Retype every line of the records below without any changes, and leave out the pictures.

Pointing entries for labeled objects:
+ + + + + + +

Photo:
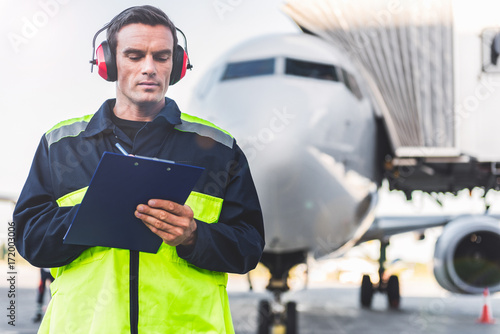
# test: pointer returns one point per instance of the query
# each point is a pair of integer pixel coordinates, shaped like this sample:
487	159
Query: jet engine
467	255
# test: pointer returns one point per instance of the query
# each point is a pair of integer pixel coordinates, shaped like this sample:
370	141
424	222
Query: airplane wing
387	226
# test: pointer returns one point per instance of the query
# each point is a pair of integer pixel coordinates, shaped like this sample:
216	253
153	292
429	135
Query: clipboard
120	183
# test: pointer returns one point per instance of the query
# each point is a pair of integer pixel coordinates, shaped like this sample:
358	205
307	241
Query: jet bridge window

+ + + + + + +

Result of the exercise:
Photo:
# test: pointer returns one point per instance of the query
# each point is a pair of integer pixel coordinates, shaped like this sample:
487	159
Query: jet engine
467	255
# test: pointer returns one point per instance of the query
# each point is a pair of integer pixel coordinates, shaped like this sample:
370	141
424	222
Query: airplane wing
387	226
# test: pointer returns one point per instance of the query
# each point is a pair of integer pixel coordinates, shaped like this sample:
216	253
153	292
429	135
Query: clipboard
120	183
# test: pointer returns one point per instance of the query
# each point is a pair of integer pixel coordinates, shaped like this sample:
358	205
307	241
Query: jet bridge window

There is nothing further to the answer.